Data extract
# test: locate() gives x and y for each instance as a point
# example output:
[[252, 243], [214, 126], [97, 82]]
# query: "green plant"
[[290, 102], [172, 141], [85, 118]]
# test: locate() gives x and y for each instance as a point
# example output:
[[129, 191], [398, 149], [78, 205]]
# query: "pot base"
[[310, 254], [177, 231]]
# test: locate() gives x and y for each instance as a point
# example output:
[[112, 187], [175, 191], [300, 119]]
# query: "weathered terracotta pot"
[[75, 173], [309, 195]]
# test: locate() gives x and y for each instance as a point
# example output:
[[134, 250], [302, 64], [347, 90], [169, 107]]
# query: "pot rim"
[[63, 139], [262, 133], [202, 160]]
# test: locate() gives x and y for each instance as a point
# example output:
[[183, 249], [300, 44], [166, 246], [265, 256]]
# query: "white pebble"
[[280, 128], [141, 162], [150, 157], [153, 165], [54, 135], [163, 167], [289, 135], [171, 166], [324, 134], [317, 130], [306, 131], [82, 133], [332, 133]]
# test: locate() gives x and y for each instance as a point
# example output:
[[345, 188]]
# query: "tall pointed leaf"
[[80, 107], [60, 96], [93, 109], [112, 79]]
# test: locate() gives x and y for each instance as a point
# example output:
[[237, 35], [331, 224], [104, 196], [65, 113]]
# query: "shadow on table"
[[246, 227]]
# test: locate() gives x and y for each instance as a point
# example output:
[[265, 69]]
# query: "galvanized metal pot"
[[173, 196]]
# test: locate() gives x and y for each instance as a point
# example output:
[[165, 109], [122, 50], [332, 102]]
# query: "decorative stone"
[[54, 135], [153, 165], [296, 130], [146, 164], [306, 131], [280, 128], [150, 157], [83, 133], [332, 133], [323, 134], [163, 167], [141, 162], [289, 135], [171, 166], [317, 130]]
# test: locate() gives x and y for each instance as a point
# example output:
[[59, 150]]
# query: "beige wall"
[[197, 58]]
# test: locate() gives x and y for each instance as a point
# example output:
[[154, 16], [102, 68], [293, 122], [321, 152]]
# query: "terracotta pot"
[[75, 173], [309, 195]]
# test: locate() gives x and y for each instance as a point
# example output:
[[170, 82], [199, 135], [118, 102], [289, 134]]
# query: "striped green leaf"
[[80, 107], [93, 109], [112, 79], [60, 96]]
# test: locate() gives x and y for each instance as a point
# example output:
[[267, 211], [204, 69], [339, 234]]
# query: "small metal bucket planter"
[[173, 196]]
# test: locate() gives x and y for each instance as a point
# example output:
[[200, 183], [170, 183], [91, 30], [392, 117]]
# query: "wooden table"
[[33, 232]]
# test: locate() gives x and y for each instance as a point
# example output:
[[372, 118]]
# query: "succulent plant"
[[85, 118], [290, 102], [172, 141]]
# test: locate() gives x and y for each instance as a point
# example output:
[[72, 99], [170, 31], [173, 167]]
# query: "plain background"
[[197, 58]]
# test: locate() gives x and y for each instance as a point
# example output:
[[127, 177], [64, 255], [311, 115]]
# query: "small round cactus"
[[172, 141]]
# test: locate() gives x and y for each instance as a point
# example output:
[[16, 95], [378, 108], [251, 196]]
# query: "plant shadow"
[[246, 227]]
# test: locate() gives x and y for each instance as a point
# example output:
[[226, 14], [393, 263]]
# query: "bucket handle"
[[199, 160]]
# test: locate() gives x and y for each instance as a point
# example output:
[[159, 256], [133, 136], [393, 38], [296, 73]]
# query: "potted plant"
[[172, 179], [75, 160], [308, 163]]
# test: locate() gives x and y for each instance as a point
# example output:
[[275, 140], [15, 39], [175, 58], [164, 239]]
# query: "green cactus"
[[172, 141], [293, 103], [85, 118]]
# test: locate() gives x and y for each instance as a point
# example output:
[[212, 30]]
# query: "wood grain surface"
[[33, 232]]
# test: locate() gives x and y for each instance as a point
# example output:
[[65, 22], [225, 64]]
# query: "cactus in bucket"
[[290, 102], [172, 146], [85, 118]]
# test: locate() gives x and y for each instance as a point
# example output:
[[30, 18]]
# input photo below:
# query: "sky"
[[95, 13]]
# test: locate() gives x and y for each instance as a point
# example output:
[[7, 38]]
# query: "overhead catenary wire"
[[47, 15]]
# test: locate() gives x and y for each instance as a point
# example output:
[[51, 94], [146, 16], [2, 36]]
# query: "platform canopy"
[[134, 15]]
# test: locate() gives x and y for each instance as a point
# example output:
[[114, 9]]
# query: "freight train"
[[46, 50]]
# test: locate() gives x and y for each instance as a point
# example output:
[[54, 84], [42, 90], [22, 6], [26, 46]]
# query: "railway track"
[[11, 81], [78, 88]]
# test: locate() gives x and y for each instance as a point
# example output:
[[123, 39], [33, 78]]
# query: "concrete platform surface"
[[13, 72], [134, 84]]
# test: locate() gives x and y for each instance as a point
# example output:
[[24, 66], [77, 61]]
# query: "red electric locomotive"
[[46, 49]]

==

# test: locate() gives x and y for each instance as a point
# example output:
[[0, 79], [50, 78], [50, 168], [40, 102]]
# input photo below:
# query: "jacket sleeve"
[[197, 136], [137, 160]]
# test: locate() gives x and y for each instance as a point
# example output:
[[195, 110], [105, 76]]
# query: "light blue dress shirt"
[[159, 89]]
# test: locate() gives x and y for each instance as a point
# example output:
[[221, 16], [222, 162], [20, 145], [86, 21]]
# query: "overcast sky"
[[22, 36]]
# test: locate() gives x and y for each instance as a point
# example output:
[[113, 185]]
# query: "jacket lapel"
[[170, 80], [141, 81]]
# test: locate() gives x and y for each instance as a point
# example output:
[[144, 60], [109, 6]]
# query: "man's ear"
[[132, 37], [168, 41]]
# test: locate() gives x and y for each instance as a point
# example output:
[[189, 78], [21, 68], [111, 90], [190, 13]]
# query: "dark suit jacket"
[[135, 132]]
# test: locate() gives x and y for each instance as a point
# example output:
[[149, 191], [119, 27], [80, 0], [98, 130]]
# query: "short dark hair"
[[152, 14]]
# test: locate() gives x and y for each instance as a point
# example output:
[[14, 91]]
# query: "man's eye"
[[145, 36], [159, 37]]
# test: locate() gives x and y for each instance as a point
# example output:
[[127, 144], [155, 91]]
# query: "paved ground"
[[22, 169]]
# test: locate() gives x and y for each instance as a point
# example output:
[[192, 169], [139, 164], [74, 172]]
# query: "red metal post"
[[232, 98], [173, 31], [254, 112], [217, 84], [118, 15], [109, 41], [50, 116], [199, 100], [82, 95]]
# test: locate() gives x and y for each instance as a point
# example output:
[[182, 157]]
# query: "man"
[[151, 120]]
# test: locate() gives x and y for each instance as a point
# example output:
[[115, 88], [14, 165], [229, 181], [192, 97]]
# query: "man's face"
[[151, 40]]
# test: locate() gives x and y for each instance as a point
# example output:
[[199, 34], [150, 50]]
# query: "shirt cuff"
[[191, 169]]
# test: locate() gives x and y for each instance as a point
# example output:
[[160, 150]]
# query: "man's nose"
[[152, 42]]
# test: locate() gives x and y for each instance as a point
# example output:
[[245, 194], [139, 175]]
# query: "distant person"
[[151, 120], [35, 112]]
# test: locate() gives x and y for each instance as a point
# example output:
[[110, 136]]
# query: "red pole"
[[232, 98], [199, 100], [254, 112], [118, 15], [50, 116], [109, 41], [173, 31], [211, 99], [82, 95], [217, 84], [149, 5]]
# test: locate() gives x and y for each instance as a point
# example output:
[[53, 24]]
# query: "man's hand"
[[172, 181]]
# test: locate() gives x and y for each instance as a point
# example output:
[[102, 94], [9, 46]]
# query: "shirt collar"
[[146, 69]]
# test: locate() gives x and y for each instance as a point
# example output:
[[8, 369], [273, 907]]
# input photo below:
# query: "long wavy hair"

What is needed
What is asked for is an exact copy of the lines above from the one containing "[[112, 187], [175, 191], [300, 119]]" through the one containing "[[134, 250], [302, 64], [347, 90], [169, 107]]", and only those.

Answer for this exercise
[[112, 187], [175, 191], [300, 119]]
# query: "weathered terracotta pot"
[[75, 173], [309, 195]]
# test: locate() gives x and y for each instance as a point
# example output:
[[134, 250], [302, 64], [347, 90], [169, 107]]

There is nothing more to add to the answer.